Exercise objective: Rewrite each of the rows below with every "Target" renamed to "Label" and all other text left untouched. Leave the pictures out of your answer.

Provided data:
==========
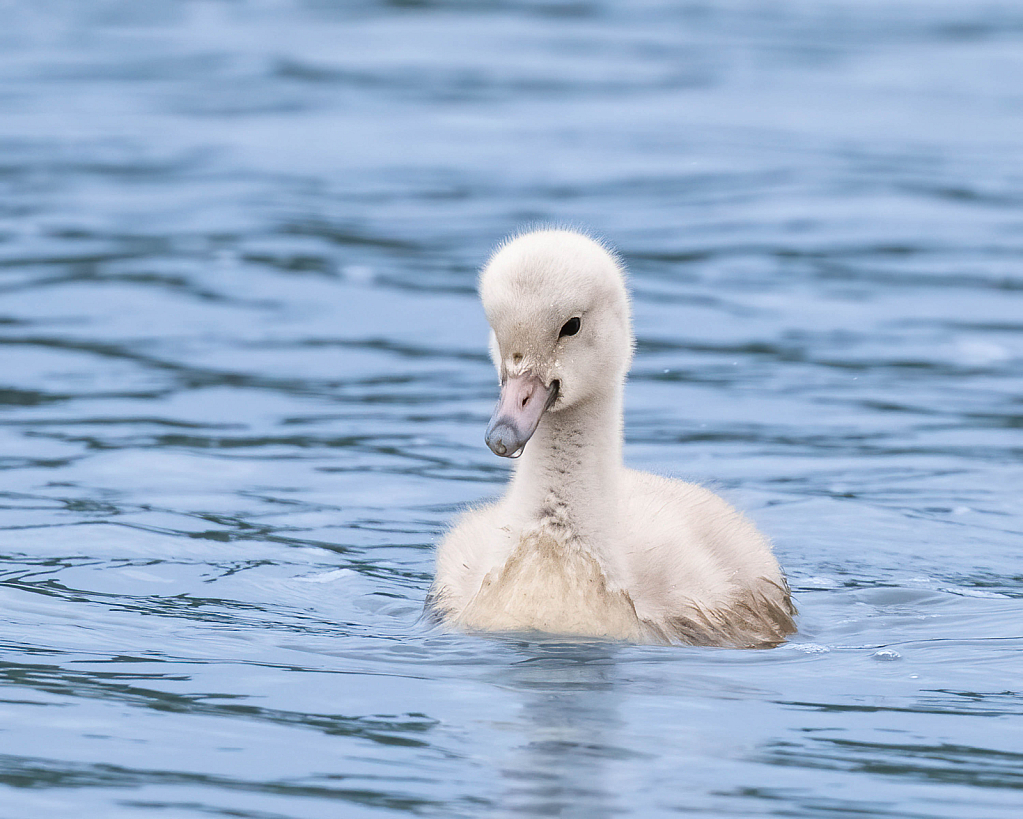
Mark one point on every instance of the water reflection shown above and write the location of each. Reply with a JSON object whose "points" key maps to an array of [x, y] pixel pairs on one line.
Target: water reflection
{"points": [[569, 730]]}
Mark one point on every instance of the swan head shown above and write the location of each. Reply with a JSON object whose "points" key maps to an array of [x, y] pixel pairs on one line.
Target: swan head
{"points": [[561, 329]]}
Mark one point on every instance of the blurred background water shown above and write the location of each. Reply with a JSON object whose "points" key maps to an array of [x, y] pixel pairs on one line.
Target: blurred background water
{"points": [[245, 383]]}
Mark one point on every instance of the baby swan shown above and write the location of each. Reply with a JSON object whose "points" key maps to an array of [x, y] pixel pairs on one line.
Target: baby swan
{"points": [[580, 545]]}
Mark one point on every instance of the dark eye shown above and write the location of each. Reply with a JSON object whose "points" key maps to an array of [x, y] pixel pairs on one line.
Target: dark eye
{"points": [[571, 327]]}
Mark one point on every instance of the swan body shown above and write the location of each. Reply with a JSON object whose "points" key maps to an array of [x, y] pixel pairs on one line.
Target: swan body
{"points": [[580, 545]]}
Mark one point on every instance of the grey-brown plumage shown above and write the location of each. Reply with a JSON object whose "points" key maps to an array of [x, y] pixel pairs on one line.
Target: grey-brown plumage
==========
Solution to the exercise:
Mark one point on every instance of the water reflection shown above and write the location of each. Reply with a JSON object whose "points" key maps to an array of [x, y] pixel pairs on one line.
Label: water reflection
{"points": [[569, 730]]}
Mark one point on every instance of the swan head shown above and write the location of each. Reply with a JSON object whose "points" key maps to an array of [x, y] pixel pairs on one line.
Label: swan head
{"points": [[561, 329]]}
Mark one point on every instance of the blurred background water shown above and write the location of each. Reply with a JSON object whose "points" key maps to an array of [x, y] pixel pairs on one line.
Label: blurred background water
{"points": [[245, 383]]}
Mark one point on every instance of the baby swan shown above and write the location of each. Reply with a JSON object whose "points" key maps to an array of [x, y] pixel pairs on one line.
Label: baby swan
{"points": [[580, 545]]}
Mark one point on every instance of the dark eye shown above and write the location of each. Reply with a JSON object whose "points" key maps to an array of [x, y] pixel pairs on one line.
Label: dark eye
{"points": [[571, 327]]}
Mark one point on every instance of the swan body shown above and write the location of each. Reply with a JSON object whose "points" key maps to an array of [x, y] pixel pairs on one line.
Label: swan body
{"points": [[580, 545]]}
Mark one point on every instance of the grey-brown plumage shown above and write the location of each. Reply with a JSON object whose "points" key maps to an array of [x, y] pixel pairs on one line.
Label: grey-brown plumage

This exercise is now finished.